EXTRAIT SÉLECTIONNÉ:
Et il est nécessaire que nous fassions reposer cet effort sur la dissuasion, qui seule permet de garantir notre survie et notre indépendance, en maintenant constamment l’équilibre du faible dans sa relation avec le fort. Il nous faut compter en effet avec la disproportion des volumes d’armement en présence dans une situation dans laquelle nous savons que l’adversaire dispose de la première initiative. Dans ces conditions, la protection de notre pays exige que nous préservions les armements les plus performants de nos forces à dissuader toute atteinte à nos intérêts vitaux.

CONTENU DU LISTING:
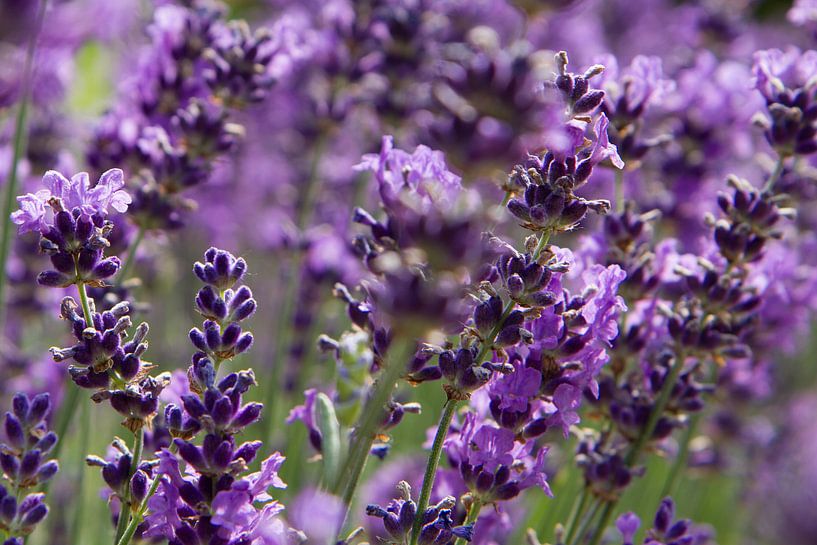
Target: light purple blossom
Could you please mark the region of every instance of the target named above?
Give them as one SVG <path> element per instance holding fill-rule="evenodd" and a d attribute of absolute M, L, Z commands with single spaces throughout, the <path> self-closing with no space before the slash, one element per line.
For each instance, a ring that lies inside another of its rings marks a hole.
<path fill-rule="evenodd" d="M 148 528 L 143 535 L 172 539 L 176 528 L 182 524 L 178 514 L 179 490 L 166 479 L 161 479 L 158 490 L 148 500 L 148 515 L 145 517 Z"/>
<path fill-rule="evenodd" d="M 768 100 L 788 89 L 817 85 L 817 51 L 789 47 L 766 49 L 754 55 L 755 88 Z"/>
<path fill-rule="evenodd" d="M 250 483 L 248 492 L 253 501 L 267 502 L 272 500 L 272 496 L 267 493 L 269 487 L 286 488 L 286 483 L 278 476 L 278 470 L 286 460 L 279 452 L 270 455 L 261 462 L 261 471 L 251 473 L 246 477 Z"/>
<path fill-rule="evenodd" d="M 621 532 L 624 545 L 633 545 L 633 539 L 639 526 L 641 526 L 641 520 L 635 513 L 624 513 L 616 519 L 616 528 Z"/>
<path fill-rule="evenodd" d="M 606 115 L 600 114 L 593 126 L 593 147 L 590 152 L 590 163 L 597 165 L 605 159 L 610 159 L 613 166 L 622 169 L 624 168 L 624 161 L 618 154 L 618 148 L 610 142 L 607 135 L 607 127 L 609 126 L 610 120 L 607 119 Z"/>
<path fill-rule="evenodd" d="M 387 206 L 408 194 L 426 209 L 431 205 L 450 205 L 462 190 L 461 178 L 448 170 L 441 151 L 417 146 L 408 153 L 394 147 L 394 137 L 384 136 L 380 153 L 363 156 L 355 170 L 375 173 L 380 196 Z"/>
<path fill-rule="evenodd" d="M 500 375 L 489 386 L 492 397 L 499 398 L 499 408 L 522 412 L 528 401 L 539 393 L 542 374 L 516 362 L 514 372 Z"/>
<path fill-rule="evenodd" d="M 46 189 L 17 197 L 20 210 L 11 214 L 11 221 L 19 226 L 20 233 L 36 231 L 48 224 L 51 211 L 48 201 L 52 198 L 60 199 L 68 210 L 78 208 L 85 218 L 97 214 L 107 216 L 108 207 L 124 213 L 131 203 L 130 195 L 122 189 L 125 179 L 118 168 L 105 171 L 93 187 L 87 172 L 75 174 L 68 180 L 55 170 L 45 173 L 43 184 Z"/>

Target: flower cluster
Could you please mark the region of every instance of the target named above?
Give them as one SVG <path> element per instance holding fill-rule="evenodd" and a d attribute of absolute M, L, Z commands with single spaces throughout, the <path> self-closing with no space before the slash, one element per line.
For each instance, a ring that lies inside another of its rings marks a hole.
<path fill-rule="evenodd" d="M 110 245 L 106 237 L 113 229 L 107 219 L 108 207 L 122 213 L 131 202 L 122 190 L 122 171 L 105 172 L 91 187 L 85 172 L 68 180 L 50 170 L 43 176 L 43 184 L 46 189 L 18 197 L 20 210 L 11 216 L 20 233 L 40 233 L 40 250 L 51 258 L 54 270 L 40 273 L 37 282 L 60 288 L 103 285 L 120 266 L 117 257 L 104 257 Z"/>
<path fill-rule="evenodd" d="M 247 272 L 247 263 L 230 252 L 210 248 L 204 263 L 196 262 L 193 271 L 206 285 L 196 295 L 196 310 L 205 318 L 203 330 L 190 330 L 190 340 L 199 352 L 193 356 L 198 374 L 205 367 L 218 371 L 221 362 L 231 360 L 252 346 L 252 333 L 244 332 L 241 322 L 253 315 L 256 308 L 252 291 L 247 286 L 234 289 Z M 205 361 L 206 360 L 206 361 Z M 191 384 L 204 391 L 212 384 L 192 380 Z"/>
<path fill-rule="evenodd" d="M 2 3 L 0 542 L 811 543 L 814 4 Z"/>
<path fill-rule="evenodd" d="M 47 459 L 57 444 L 57 434 L 46 426 L 50 410 L 48 394 L 17 394 L 3 422 L 7 442 L 0 444 L 0 468 L 6 486 L 0 485 L 0 530 L 8 545 L 21 545 L 48 514 L 45 494 L 27 491 L 59 470 L 56 460 Z"/>
<path fill-rule="evenodd" d="M 192 203 L 180 193 L 205 181 L 214 159 L 235 149 L 244 131 L 231 118 L 273 84 L 270 34 L 224 15 L 205 1 L 158 7 L 151 43 L 121 102 L 97 127 L 88 162 L 97 169 L 125 165 L 130 216 L 142 229 L 182 225 Z"/>

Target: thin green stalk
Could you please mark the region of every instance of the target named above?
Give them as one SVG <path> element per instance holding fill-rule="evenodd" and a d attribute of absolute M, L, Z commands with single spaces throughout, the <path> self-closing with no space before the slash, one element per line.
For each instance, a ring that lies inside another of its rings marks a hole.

CONSIGNE: Poursuivez l'extrait sur la dissuasion après sa dernière phrase. Le listing ne joue aucun rôle dans cet exercice.

RÉSULTAT:
En premier lieu, le maintien de la dissuasion nucléaire au-dessus du seuil de crédibilité sera assuré par des mesures de renforcement de notre composante océanique : il nous faut poursuivre, comme cela a été prévu dès 1974, l’équipement des sous-marins nucléaires lanceurs d’engins avec le système de missiles M4, garantir l’invulnérabilité en toutes circonstances, y compris les plus graves, de nos réseaux d’observation, de communications et de commandement, assurer le déploiement de la force navale de soutien qui doit garantir la sécurité des SNLE. Il nous faut également sans délai lancer l’étude et la construction de sous-marins nucléaires lanceurs d’engins de nouvelle génération qui soient dotés de performances accrues, et qui offrent une moindre vulnérabilité. Afin de faire face au progrès qu’accompliront les capacités de défense, il nous faut enfin faire progresser le système d’armes emporté par les sous-marins et développer un missile balistique nouveau, le M5. doté des caractéristiques suffisantes de pénétration lorsqu’il entrera en service à la fin du siècle.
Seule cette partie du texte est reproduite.